Written task -
Rewrite the records below as a two-column CSV with the header input,output. Give one row per record, with its text and its answer each in a single quoted field, replace line breaks with spaces, and omit the pictures.

─── Supplied records

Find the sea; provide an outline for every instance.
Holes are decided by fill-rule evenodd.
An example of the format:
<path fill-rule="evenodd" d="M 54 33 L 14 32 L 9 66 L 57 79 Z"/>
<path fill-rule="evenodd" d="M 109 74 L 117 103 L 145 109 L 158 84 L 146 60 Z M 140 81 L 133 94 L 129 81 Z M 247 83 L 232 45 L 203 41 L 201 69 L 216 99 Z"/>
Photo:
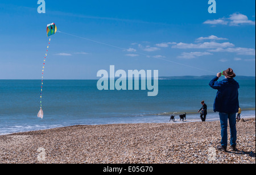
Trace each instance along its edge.
<path fill-rule="evenodd" d="M 255 81 L 240 84 L 242 116 L 255 117 Z M 97 80 L 45 80 L 43 119 L 40 110 L 41 80 L 0 80 L 0 135 L 74 125 L 168 123 L 171 115 L 187 113 L 185 122 L 200 121 L 197 111 L 204 100 L 207 121 L 217 120 L 213 111 L 217 90 L 209 80 L 160 80 L 159 93 L 148 90 L 99 90 Z"/>

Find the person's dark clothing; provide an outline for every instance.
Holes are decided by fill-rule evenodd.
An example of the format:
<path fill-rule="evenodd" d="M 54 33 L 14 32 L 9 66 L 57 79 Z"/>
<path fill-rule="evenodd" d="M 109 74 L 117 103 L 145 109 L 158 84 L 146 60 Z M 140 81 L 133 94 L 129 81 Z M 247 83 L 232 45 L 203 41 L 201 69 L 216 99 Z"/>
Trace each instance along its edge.
<path fill-rule="evenodd" d="M 218 81 L 216 77 L 209 84 L 210 87 L 218 90 L 215 98 L 213 110 L 219 112 L 221 127 L 221 145 L 226 147 L 228 145 L 228 120 L 230 128 L 230 145 L 236 148 L 237 130 L 236 126 L 236 114 L 238 112 L 239 84 L 233 78 L 225 78 Z"/>
<path fill-rule="evenodd" d="M 202 122 L 205 122 L 206 116 L 207 115 L 207 105 L 205 103 L 203 105 L 202 107 L 199 110 L 199 111 L 201 111 L 200 114 L 200 118 Z"/>
<path fill-rule="evenodd" d="M 225 78 L 218 81 L 216 77 L 209 84 L 212 88 L 218 90 L 215 98 L 213 110 L 214 112 L 234 114 L 238 112 L 239 84 L 233 78 Z"/>

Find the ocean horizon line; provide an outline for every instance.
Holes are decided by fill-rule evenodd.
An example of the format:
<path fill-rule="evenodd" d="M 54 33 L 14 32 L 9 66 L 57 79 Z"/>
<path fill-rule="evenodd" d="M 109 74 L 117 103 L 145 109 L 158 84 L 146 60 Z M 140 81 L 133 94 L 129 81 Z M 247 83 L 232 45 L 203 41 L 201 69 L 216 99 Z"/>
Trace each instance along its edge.
<path fill-rule="evenodd" d="M 159 76 L 158 79 L 159 80 L 208 80 L 211 77 L 214 77 L 216 75 L 203 75 L 203 76 Z M 133 79 L 138 78 L 141 79 L 141 77 L 134 77 Z M 115 80 L 118 79 L 118 77 L 115 77 Z M 153 79 L 154 77 L 152 77 Z M 44 79 L 44 80 L 98 80 L 100 78 L 88 78 L 88 79 Z M 108 79 L 108 78 L 106 78 Z M 108 78 L 110 80 L 110 78 Z M 126 79 L 126 78 L 124 78 Z M 126 80 L 128 79 L 127 78 Z M 255 80 L 255 76 L 237 76 L 234 79 L 237 80 Z M 42 80 L 41 79 L 0 79 L 0 80 Z"/>

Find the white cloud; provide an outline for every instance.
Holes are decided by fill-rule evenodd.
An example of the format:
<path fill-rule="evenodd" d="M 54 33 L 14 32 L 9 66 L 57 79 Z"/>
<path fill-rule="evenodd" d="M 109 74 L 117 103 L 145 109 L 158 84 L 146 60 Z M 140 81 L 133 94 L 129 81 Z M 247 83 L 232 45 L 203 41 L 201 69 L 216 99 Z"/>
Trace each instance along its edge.
<path fill-rule="evenodd" d="M 236 53 L 237 55 L 255 55 L 255 49 L 247 48 L 242 47 L 236 47 L 236 48 L 217 48 L 216 49 L 209 50 L 209 52 L 226 52 L 230 53 Z"/>
<path fill-rule="evenodd" d="M 147 51 L 147 52 L 154 52 L 154 51 L 159 51 L 159 50 L 160 50 L 160 49 L 159 48 L 149 47 L 148 45 L 147 46 L 147 47 L 143 49 L 143 51 Z"/>
<path fill-rule="evenodd" d="M 203 23 L 210 25 L 229 25 L 229 26 L 241 26 L 243 24 L 255 25 L 255 22 L 249 20 L 246 15 L 239 13 L 235 13 L 229 15 L 229 18 L 222 18 L 218 19 L 207 20 Z"/>
<path fill-rule="evenodd" d="M 255 26 L 255 21 L 249 20 L 246 15 L 240 13 L 234 13 L 229 15 L 229 19 L 231 20 L 230 22 L 230 26 L 239 26 L 239 24 L 245 24 Z"/>
<path fill-rule="evenodd" d="M 137 54 L 126 54 L 126 56 L 134 57 L 138 56 L 139 55 L 137 55 Z"/>
<path fill-rule="evenodd" d="M 89 53 L 84 52 L 76 52 L 75 53 L 75 54 L 88 55 Z"/>
<path fill-rule="evenodd" d="M 200 37 L 196 39 L 197 41 L 201 41 L 204 40 L 228 40 L 227 38 L 218 38 L 214 35 L 210 35 L 208 37 Z"/>
<path fill-rule="evenodd" d="M 228 61 L 228 60 L 227 59 L 221 59 L 219 61 L 221 61 L 221 62 L 224 63 L 224 62 Z"/>
<path fill-rule="evenodd" d="M 130 48 L 129 48 L 128 49 L 127 49 L 126 51 L 127 51 L 127 52 L 135 52 L 137 51 L 135 49 Z"/>
<path fill-rule="evenodd" d="M 224 19 L 218 19 L 213 20 L 209 19 L 204 22 L 203 23 L 205 24 L 211 24 L 211 25 L 217 25 L 217 24 L 227 25 L 228 22 L 226 21 Z"/>
<path fill-rule="evenodd" d="M 183 52 L 181 53 L 181 55 L 177 57 L 179 59 L 195 59 L 196 57 L 202 56 L 204 55 L 212 55 L 209 52 Z"/>
<path fill-rule="evenodd" d="M 245 61 L 255 61 L 255 59 L 245 59 Z"/>
<path fill-rule="evenodd" d="M 170 44 L 176 44 L 175 42 L 168 42 L 168 43 L 162 43 L 159 44 L 156 44 L 155 45 L 159 47 L 168 47 Z"/>
<path fill-rule="evenodd" d="M 60 56 L 72 56 L 70 53 L 59 53 L 55 54 L 56 55 L 60 55 Z"/>
<path fill-rule="evenodd" d="M 240 58 L 236 57 L 236 58 L 234 59 L 234 60 L 235 60 L 235 61 L 240 61 L 240 60 L 242 60 L 242 59 L 240 59 Z"/>
<path fill-rule="evenodd" d="M 154 56 L 153 57 L 155 57 L 156 59 L 160 59 L 160 58 L 165 58 L 166 57 L 164 56 L 162 56 L 162 55 L 155 55 L 155 56 Z"/>
<path fill-rule="evenodd" d="M 229 42 L 219 43 L 216 42 L 205 42 L 203 43 L 193 44 L 180 43 L 173 45 L 172 48 L 179 49 L 209 49 L 233 47 L 234 45 Z"/>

──────

Problem solution -
input,output
"Find the sea; provide an outline for every instance. Holes are decided by fill-rule evenodd. An example of the format: <path fill-rule=""evenodd"" d=""M 54 33 L 14 32 L 9 66 L 57 79 Z""/> <path fill-rule=""evenodd"" d=""M 109 74 L 117 103 L 145 109 L 158 84 L 146 60 Z M 140 81 L 133 94 L 129 81 Z M 247 83 L 232 45 L 203 41 L 201 69 L 216 99 Z""/> Photo: Trace each instance along its edge.","<path fill-rule=""evenodd"" d=""M 255 81 L 240 84 L 242 116 L 255 117 Z M 97 80 L 45 80 L 43 119 L 40 110 L 41 80 L 0 80 L 0 135 L 74 125 L 168 123 L 171 115 L 187 113 L 185 122 L 200 121 L 197 111 L 204 100 L 207 121 L 217 120 L 213 111 L 217 90 L 209 80 L 160 80 L 159 93 L 148 90 L 99 90 Z""/>"
"Find the person's dark clothing; provide an outline for every instance. Holes are decided by fill-rule evenodd. An example of the format: <path fill-rule=""evenodd"" d=""M 54 33 L 14 32 L 9 66 L 57 79 Z""/> <path fill-rule=""evenodd"" d=""M 109 74 L 117 103 L 145 109 L 158 84 L 146 60 Z M 140 81 L 133 94 L 129 81 Z M 247 83 L 232 45 L 203 41 L 201 69 L 216 99 Z""/> Trace each instance along its edge.","<path fill-rule=""evenodd"" d=""M 218 81 L 216 77 L 209 84 L 210 87 L 218 90 L 215 98 L 213 110 L 219 112 L 221 127 L 221 145 L 226 147 L 228 145 L 228 120 L 230 128 L 230 145 L 236 148 L 237 130 L 236 126 L 236 114 L 238 112 L 239 84 L 233 78 L 225 78 Z""/> <path fill-rule=""evenodd"" d=""M 202 122 L 205 122 L 206 116 L 207 115 L 207 105 L 205 103 L 203 105 L 202 107 L 199 110 L 199 111 L 201 111 L 200 114 L 200 118 Z""/> <path fill-rule=""evenodd"" d=""M 225 78 L 218 81 L 216 77 L 209 84 L 212 88 L 218 90 L 215 98 L 213 110 L 214 112 L 234 114 L 238 112 L 239 84 L 233 78 Z""/>"
"Find the ocean horizon line; provide an outline for every instance. Holes are decided by fill-rule evenodd. An example of the format: <path fill-rule=""evenodd"" d=""M 54 33 L 14 32 L 9 66 L 57 79 Z""/> <path fill-rule=""evenodd"" d=""M 109 74 L 117 103 L 145 109 L 158 84 L 146 60 Z M 140 81 L 133 94 L 129 81 Z M 247 83 L 232 45 L 203 41 L 201 69 L 216 99 Z""/> Trace each instance along its edge.","<path fill-rule=""evenodd"" d=""M 159 76 L 158 79 L 159 80 L 208 80 L 211 77 L 214 77 L 216 75 L 203 75 L 203 76 Z M 133 79 L 138 78 L 141 79 L 141 77 L 134 77 Z M 115 80 L 118 79 L 118 77 L 115 77 Z M 153 79 L 154 77 L 152 77 Z M 44 79 L 44 80 L 98 80 L 100 78 L 88 78 L 88 79 Z M 108 79 L 108 78 L 106 78 Z M 108 78 L 110 80 L 110 78 Z M 126 79 L 126 78 L 124 78 Z M 126 80 L 128 79 L 127 78 Z M 255 80 L 255 76 L 237 76 L 234 79 L 237 80 Z M 42 80 L 41 79 L 0 79 L 0 80 Z""/>"
"Find the white cloud; provide an outline for every instance. Holes are decided by fill-rule evenodd. An example of the format: <path fill-rule=""evenodd"" d=""M 54 33 L 14 32 L 9 66 L 57 79 Z""/> <path fill-rule=""evenodd"" d=""M 109 74 L 117 103 L 145 109 L 158 84 L 146 60 Z M 140 81 L 133 94 L 129 81 Z M 247 83 L 232 45 L 203 41 L 201 69 L 216 99 Z""/> Trace each instance along its edge.","<path fill-rule=""evenodd"" d=""M 236 53 L 237 55 L 255 55 L 255 49 L 247 48 L 242 47 L 236 47 L 236 48 L 217 48 L 216 49 L 209 50 L 209 52 L 226 52 L 230 53 Z""/> <path fill-rule=""evenodd"" d=""M 147 51 L 147 52 L 154 52 L 154 51 L 159 51 L 159 50 L 160 50 L 160 49 L 159 48 L 149 47 L 148 45 L 147 46 L 147 47 L 143 49 L 143 51 Z""/> <path fill-rule=""evenodd"" d=""M 203 23 L 210 25 L 229 25 L 229 26 L 241 26 L 243 24 L 255 25 L 255 22 L 249 20 L 246 15 L 239 13 L 235 13 L 229 15 L 229 18 L 222 18 L 218 19 L 207 20 Z""/> <path fill-rule=""evenodd"" d=""M 255 26 L 255 21 L 249 20 L 246 15 L 240 13 L 234 13 L 229 15 L 229 19 L 231 20 L 230 22 L 230 26 L 239 26 L 239 24 L 245 24 Z""/> <path fill-rule=""evenodd"" d=""M 137 54 L 126 54 L 126 56 L 134 57 L 138 56 L 139 55 L 137 55 Z""/> <path fill-rule=""evenodd"" d=""M 89 53 L 84 52 L 76 52 L 75 53 L 75 54 L 88 55 Z""/> <path fill-rule=""evenodd"" d=""M 200 37 L 196 39 L 197 41 L 201 41 L 204 40 L 228 40 L 227 38 L 218 38 L 214 35 L 210 35 L 208 37 Z""/> <path fill-rule=""evenodd"" d=""M 228 61 L 228 60 L 227 59 L 221 59 L 219 61 L 221 61 L 221 62 L 224 63 L 224 62 Z""/> <path fill-rule=""evenodd"" d=""M 130 48 L 129 48 L 128 49 L 127 49 L 126 51 L 127 51 L 127 52 L 135 52 L 137 51 L 135 49 Z""/> <path fill-rule=""evenodd"" d=""M 224 19 L 218 19 L 213 20 L 209 19 L 204 22 L 203 23 L 205 24 L 211 24 L 211 25 L 217 25 L 217 24 L 227 25 L 228 22 L 226 21 Z""/> <path fill-rule=""evenodd"" d=""M 183 52 L 181 53 L 181 55 L 177 57 L 179 59 L 195 59 L 196 57 L 202 56 L 204 55 L 212 55 L 209 52 Z""/> <path fill-rule=""evenodd"" d=""M 245 61 L 255 61 L 255 59 L 245 59 Z""/> <path fill-rule=""evenodd"" d=""M 170 44 L 176 44 L 175 42 L 168 42 L 168 43 L 162 43 L 159 44 L 156 44 L 155 45 L 159 47 L 168 47 Z""/> <path fill-rule=""evenodd"" d=""M 60 56 L 72 56 L 70 53 L 59 53 L 55 54 L 56 55 L 60 55 Z""/> <path fill-rule=""evenodd"" d=""M 240 58 L 236 57 L 236 58 L 234 59 L 234 60 L 235 60 L 235 61 L 240 61 L 240 60 L 242 60 L 242 59 L 240 59 Z""/> <path fill-rule=""evenodd"" d=""M 154 56 L 153 57 L 155 57 L 156 59 L 160 59 L 160 58 L 165 58 L 166 57 L 164 56 L 162 56 L 162 55 L 155 55 L 155 56 Z""/> <path fill-rule=""evenodd"" d=""M 229 42 L 219 43 L 216 42 L 205 42 L 203 43 L 193 44 L 180 43 L 173 45 L 172 48 L 179 49 L 209 49 L 233 47 L 234 45 Z""/>"